BEGIN Excerpted records

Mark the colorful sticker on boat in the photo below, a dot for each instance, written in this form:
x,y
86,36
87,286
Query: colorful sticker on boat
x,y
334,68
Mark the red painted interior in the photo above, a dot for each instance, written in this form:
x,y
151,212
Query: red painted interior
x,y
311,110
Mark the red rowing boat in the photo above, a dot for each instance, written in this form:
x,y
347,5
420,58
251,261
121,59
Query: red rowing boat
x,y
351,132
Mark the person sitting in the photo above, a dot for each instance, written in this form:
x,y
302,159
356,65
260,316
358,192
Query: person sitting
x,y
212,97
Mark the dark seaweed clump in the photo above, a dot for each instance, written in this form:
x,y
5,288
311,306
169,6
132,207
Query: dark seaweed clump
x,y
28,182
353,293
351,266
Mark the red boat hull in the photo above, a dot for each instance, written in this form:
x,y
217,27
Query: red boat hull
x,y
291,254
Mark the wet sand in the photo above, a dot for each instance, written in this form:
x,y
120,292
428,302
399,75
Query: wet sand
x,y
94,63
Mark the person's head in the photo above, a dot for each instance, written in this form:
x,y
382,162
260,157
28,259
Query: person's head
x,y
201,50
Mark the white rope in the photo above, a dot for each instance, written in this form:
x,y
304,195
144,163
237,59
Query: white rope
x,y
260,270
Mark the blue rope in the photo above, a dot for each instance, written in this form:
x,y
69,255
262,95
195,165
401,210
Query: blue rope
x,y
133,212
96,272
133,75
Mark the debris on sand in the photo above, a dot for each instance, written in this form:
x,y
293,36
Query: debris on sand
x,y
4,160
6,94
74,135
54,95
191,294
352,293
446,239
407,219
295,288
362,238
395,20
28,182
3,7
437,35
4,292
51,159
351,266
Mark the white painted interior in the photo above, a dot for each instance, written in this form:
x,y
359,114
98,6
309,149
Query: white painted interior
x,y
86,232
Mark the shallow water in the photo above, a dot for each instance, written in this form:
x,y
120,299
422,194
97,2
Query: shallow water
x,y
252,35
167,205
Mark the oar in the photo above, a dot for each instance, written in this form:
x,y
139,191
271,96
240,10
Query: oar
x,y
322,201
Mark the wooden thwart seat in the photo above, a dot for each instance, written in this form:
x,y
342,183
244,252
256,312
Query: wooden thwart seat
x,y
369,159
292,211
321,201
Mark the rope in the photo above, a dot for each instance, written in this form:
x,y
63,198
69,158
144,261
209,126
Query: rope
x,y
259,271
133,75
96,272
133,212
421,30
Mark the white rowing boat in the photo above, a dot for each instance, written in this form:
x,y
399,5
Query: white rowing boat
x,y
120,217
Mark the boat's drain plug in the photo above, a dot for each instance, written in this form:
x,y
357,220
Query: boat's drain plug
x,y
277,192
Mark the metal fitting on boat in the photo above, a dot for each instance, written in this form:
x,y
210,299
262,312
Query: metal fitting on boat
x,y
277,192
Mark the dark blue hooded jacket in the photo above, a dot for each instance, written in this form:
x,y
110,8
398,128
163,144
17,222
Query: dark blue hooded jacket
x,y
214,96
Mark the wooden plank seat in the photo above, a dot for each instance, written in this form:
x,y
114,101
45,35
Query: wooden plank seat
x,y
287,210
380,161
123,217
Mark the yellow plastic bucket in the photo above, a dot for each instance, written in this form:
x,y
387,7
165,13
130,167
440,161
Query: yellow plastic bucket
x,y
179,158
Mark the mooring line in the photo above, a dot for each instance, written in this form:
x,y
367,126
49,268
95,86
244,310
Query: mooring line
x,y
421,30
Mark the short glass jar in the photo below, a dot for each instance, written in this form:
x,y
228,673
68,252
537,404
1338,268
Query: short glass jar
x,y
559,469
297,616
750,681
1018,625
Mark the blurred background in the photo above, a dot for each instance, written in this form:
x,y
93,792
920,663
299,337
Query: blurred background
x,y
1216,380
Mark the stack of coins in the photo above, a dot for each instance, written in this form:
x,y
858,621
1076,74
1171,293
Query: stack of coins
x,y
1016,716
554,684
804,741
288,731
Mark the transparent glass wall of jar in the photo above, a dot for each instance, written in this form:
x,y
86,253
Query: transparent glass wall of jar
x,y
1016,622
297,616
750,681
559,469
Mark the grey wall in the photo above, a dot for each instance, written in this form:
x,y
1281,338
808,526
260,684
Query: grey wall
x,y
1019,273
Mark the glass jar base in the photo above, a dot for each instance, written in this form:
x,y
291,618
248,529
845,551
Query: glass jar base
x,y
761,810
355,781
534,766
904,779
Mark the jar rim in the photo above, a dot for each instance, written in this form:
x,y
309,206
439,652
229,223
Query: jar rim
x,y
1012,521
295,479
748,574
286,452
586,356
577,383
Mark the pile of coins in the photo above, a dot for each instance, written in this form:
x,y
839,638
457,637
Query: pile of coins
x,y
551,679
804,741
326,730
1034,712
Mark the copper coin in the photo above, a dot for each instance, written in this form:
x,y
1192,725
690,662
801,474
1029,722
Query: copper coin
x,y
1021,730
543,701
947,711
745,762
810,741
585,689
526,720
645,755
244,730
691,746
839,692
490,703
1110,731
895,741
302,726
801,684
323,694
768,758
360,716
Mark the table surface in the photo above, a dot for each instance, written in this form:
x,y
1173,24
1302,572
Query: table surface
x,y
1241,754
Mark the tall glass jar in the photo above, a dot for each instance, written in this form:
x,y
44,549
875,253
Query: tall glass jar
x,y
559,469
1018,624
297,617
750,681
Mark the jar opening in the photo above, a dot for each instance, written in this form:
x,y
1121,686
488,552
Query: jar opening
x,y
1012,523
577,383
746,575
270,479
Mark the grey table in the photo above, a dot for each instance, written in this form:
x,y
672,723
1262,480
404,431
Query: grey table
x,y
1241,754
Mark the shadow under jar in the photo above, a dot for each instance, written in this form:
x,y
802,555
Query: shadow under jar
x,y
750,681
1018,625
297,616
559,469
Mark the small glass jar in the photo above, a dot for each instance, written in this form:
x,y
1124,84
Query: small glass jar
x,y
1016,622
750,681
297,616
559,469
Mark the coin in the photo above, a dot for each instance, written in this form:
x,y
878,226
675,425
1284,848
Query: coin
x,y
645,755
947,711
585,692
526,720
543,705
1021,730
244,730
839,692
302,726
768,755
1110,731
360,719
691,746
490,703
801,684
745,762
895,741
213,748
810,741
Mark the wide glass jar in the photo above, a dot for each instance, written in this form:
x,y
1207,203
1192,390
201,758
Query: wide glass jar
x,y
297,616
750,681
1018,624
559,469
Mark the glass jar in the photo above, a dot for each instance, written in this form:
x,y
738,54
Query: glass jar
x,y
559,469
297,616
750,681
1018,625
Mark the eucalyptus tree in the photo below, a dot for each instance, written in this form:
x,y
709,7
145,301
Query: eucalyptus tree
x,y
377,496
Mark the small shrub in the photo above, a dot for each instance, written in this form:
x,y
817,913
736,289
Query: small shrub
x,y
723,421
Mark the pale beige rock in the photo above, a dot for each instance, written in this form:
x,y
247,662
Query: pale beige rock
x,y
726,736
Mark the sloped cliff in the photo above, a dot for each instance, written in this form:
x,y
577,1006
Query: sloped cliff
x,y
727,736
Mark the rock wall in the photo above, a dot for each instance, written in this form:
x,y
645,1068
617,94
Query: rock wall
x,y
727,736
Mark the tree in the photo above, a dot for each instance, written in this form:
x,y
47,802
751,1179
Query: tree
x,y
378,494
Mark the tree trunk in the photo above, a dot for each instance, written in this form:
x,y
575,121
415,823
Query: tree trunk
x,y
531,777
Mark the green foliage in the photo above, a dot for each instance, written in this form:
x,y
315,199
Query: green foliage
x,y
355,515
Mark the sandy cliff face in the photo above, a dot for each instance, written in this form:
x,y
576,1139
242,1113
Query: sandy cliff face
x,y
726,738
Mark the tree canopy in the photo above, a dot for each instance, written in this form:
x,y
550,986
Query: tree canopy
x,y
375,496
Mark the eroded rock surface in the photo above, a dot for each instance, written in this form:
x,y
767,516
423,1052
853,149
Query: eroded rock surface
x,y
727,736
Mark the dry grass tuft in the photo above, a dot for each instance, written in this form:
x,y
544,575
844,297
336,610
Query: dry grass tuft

END Excerpted records

§ Problem to solve:
Go through the material above and count the lines that include "below". Give the number alone.

§ Response to this exercise:
3